Range to output from the entries below: the line containing "put a marker on the tractor wheel" through the line containing "put a marker on the truck hood". Set it down exactly, ends included, nothing else.

# # # # # # #

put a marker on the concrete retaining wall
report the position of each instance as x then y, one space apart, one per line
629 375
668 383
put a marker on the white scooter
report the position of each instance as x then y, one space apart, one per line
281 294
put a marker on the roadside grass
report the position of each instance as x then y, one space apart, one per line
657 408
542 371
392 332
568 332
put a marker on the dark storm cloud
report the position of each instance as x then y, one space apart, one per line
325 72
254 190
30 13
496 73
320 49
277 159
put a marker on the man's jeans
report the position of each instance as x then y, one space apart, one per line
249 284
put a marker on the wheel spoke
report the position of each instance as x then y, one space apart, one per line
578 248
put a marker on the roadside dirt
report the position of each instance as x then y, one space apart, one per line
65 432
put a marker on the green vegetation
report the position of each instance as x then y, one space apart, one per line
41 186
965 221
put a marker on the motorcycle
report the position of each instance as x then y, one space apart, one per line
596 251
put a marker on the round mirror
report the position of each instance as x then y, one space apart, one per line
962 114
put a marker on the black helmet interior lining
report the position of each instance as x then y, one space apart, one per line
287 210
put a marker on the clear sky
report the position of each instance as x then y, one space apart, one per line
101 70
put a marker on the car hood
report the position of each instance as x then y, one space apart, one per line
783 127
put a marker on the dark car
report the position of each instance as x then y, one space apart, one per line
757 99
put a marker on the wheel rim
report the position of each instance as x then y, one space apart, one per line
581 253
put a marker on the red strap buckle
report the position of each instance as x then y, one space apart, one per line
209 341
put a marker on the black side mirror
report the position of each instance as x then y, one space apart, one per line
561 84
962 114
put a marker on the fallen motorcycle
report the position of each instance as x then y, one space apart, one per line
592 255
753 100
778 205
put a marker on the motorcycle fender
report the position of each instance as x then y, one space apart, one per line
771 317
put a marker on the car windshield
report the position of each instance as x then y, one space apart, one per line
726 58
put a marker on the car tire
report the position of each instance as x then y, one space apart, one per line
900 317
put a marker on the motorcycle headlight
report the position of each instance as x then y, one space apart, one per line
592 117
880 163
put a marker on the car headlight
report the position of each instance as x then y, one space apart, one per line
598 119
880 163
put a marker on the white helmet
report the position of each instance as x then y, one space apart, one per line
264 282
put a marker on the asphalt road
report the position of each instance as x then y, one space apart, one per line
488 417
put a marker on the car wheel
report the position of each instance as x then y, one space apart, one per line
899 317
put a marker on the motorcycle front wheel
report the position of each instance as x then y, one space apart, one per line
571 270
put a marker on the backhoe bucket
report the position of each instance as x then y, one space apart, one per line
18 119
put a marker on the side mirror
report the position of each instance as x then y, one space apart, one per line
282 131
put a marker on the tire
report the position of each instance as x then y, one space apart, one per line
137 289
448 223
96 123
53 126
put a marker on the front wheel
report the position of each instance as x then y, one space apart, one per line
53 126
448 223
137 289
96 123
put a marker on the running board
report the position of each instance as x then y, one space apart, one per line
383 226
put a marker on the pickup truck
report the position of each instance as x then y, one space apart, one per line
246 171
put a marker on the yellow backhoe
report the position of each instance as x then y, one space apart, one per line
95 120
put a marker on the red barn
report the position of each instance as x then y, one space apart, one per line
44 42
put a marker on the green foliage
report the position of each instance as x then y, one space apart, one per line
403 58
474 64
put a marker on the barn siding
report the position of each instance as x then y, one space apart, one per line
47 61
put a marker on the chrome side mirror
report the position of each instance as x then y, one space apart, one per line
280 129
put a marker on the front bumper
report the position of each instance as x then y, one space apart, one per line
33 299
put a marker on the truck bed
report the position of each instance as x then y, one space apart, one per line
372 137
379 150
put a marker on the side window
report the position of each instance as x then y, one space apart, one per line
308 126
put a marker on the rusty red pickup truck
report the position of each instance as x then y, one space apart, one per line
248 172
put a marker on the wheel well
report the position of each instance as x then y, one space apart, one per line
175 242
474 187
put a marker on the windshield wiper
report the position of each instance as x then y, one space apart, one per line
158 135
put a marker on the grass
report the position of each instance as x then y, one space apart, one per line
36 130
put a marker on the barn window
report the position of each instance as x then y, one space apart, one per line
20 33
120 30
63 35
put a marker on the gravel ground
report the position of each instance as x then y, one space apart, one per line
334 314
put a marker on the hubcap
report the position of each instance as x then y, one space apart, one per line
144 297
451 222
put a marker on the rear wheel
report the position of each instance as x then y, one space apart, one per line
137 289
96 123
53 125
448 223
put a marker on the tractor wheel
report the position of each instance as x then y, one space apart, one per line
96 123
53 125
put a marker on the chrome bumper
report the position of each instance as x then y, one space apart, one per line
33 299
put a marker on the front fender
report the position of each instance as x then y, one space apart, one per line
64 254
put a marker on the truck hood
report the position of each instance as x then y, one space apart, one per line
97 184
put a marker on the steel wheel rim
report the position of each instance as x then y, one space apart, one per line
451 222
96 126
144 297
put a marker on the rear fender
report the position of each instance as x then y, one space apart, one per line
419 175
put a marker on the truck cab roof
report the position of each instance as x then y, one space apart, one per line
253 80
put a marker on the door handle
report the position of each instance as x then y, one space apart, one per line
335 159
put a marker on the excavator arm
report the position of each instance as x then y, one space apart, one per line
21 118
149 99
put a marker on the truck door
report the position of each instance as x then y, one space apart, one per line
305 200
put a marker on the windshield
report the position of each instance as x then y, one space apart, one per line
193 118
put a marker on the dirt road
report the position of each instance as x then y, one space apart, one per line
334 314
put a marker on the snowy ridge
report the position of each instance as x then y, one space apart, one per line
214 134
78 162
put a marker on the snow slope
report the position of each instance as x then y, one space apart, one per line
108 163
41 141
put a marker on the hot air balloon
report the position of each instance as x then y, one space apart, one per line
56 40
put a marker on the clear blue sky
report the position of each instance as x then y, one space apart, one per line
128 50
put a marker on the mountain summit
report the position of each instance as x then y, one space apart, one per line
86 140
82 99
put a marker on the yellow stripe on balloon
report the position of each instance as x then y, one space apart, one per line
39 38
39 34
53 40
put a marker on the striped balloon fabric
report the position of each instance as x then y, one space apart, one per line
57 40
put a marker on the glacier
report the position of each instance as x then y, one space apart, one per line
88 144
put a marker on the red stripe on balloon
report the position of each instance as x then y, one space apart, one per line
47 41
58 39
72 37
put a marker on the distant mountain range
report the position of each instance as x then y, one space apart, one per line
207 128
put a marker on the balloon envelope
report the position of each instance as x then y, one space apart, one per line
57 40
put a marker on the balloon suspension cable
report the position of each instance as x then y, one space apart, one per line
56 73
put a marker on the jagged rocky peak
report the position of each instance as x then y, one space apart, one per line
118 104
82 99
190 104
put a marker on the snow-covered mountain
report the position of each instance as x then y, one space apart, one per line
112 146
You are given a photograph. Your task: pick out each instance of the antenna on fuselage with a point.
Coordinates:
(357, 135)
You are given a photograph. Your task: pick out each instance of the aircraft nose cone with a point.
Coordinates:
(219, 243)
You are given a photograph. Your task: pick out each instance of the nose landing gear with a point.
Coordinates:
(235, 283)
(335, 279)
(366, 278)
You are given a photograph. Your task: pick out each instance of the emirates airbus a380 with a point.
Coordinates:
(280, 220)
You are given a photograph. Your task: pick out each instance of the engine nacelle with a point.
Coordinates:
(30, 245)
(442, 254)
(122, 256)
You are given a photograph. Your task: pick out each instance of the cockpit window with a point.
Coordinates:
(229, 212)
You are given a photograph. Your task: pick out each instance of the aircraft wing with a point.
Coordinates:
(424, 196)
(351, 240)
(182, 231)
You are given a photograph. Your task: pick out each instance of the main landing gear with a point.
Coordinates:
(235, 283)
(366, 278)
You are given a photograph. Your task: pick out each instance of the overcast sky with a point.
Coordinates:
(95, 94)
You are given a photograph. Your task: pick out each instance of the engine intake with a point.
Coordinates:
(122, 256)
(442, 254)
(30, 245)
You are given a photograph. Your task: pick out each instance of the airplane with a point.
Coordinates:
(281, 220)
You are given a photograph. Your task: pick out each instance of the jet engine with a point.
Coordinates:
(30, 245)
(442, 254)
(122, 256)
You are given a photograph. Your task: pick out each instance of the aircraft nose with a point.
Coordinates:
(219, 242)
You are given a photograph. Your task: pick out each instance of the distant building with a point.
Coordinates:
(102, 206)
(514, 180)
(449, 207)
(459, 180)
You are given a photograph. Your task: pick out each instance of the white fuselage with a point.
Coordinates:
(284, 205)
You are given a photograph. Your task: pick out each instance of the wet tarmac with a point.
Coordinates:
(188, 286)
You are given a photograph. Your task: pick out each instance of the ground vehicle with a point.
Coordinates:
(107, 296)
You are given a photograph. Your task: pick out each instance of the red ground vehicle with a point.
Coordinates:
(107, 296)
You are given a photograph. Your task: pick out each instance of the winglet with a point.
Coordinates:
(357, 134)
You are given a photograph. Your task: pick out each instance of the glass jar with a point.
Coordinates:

# # # # # # #

## Exercise output
put a marker on the tractor wheel
report the position of each instance as x then y, one space apart, one per line
96 123
53 125
put a marker on the chrome bumper
report the position of each instance as x then y, one space apart, one per line
33 299
put a marker on the front fender
report the position of each instance as x then y, one space apart, one per line
64 254
put a marker on the truck hood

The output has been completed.